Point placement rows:
----

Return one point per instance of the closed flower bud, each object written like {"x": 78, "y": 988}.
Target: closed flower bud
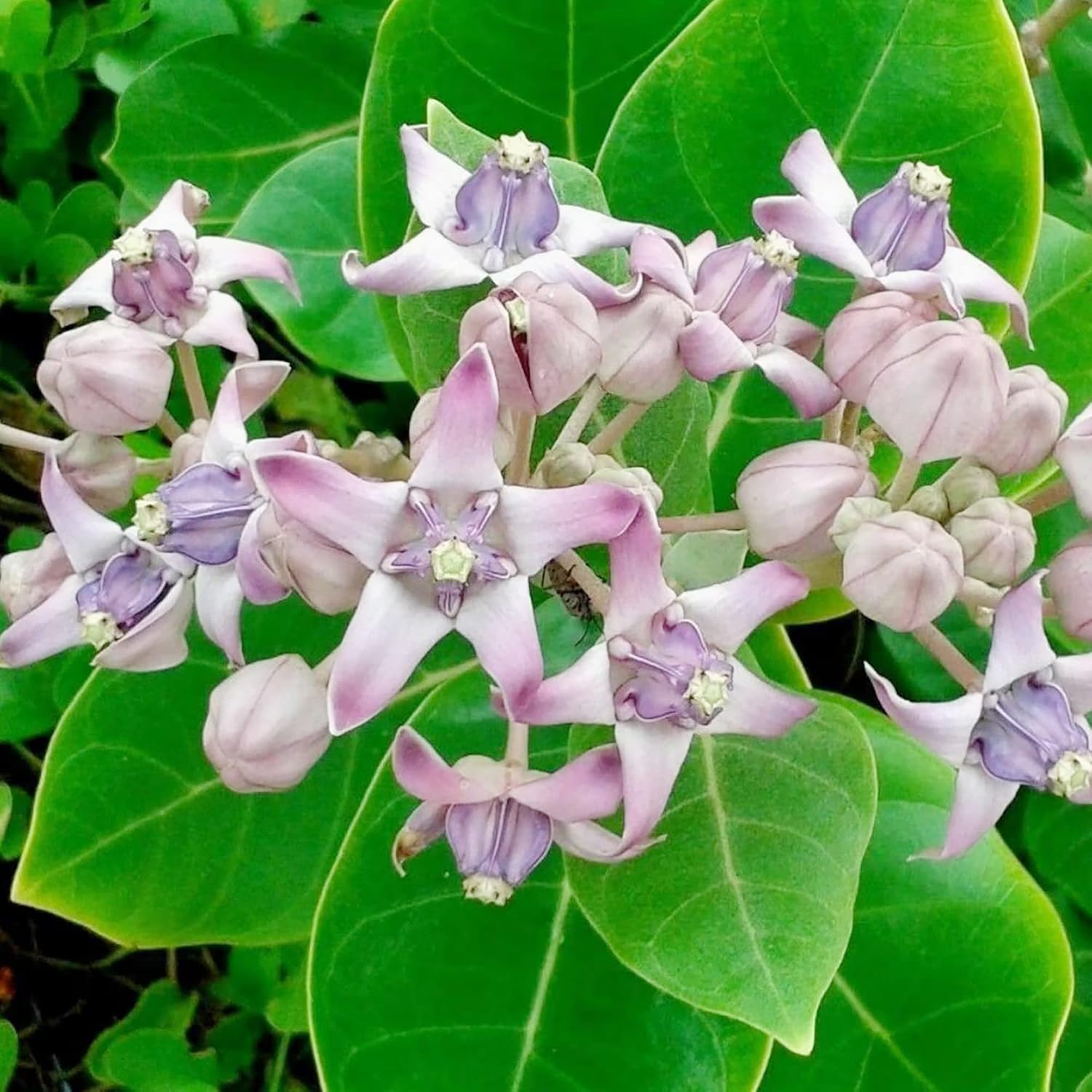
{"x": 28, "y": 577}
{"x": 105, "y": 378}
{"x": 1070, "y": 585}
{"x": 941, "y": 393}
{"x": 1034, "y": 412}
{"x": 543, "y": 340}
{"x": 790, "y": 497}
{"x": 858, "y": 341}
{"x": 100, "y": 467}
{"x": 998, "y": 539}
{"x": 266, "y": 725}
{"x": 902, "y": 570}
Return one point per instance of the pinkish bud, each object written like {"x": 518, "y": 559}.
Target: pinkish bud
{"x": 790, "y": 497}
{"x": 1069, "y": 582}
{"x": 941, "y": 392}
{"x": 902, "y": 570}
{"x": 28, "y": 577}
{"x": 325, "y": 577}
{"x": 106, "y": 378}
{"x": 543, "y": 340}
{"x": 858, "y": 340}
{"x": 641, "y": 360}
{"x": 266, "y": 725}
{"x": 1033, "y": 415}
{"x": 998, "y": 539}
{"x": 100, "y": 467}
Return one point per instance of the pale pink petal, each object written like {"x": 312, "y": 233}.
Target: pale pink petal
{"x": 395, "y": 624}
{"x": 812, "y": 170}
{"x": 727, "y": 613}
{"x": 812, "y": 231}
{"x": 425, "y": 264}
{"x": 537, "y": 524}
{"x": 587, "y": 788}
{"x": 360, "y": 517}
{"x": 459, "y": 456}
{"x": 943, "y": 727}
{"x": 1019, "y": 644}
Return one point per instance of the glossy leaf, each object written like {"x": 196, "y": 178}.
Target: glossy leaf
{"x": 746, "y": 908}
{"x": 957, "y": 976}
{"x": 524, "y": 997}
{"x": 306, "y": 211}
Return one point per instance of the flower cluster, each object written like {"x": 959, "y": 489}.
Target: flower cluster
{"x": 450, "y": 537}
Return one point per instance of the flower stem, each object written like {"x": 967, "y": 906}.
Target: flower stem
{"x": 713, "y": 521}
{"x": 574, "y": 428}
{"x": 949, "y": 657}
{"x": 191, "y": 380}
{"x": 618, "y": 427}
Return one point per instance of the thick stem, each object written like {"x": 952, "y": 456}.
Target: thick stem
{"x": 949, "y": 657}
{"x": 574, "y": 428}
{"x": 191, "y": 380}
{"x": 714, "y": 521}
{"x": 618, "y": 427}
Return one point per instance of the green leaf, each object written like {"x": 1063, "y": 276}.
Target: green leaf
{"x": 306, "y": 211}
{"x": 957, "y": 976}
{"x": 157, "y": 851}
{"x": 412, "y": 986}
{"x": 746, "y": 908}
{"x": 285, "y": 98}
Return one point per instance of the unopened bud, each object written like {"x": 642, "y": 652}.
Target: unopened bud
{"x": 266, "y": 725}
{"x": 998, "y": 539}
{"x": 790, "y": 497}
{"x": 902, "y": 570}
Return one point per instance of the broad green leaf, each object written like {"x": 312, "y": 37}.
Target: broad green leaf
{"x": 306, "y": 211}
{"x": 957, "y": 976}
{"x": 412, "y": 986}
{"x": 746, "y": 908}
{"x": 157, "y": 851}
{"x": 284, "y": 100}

----

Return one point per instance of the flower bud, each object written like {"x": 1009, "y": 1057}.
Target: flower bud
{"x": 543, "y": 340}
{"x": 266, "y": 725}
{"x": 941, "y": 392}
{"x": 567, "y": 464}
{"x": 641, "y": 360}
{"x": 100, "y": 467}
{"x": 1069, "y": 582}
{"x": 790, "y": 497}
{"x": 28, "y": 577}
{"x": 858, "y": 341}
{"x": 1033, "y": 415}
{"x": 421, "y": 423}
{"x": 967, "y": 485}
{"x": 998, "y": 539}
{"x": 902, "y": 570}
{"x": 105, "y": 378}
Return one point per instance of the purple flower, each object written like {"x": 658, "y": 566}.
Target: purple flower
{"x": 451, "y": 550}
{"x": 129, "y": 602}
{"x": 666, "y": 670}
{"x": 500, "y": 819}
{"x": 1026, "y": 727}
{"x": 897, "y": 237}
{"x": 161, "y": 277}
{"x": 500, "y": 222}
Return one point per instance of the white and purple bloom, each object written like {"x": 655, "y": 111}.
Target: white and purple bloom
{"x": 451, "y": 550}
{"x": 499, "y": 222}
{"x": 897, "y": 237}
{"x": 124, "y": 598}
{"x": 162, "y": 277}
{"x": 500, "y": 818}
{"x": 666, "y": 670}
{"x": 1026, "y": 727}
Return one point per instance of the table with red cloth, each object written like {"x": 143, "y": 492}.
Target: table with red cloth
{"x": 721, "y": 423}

----

WHAT IS EXPECTED: List every line in the rows above that contains the word "table".

ANSWER TO THIS PROBLEM:
Return one point per instance of the table with red cloth, each object written like {"x": 143, "y": 492}.
Target: table with red cloth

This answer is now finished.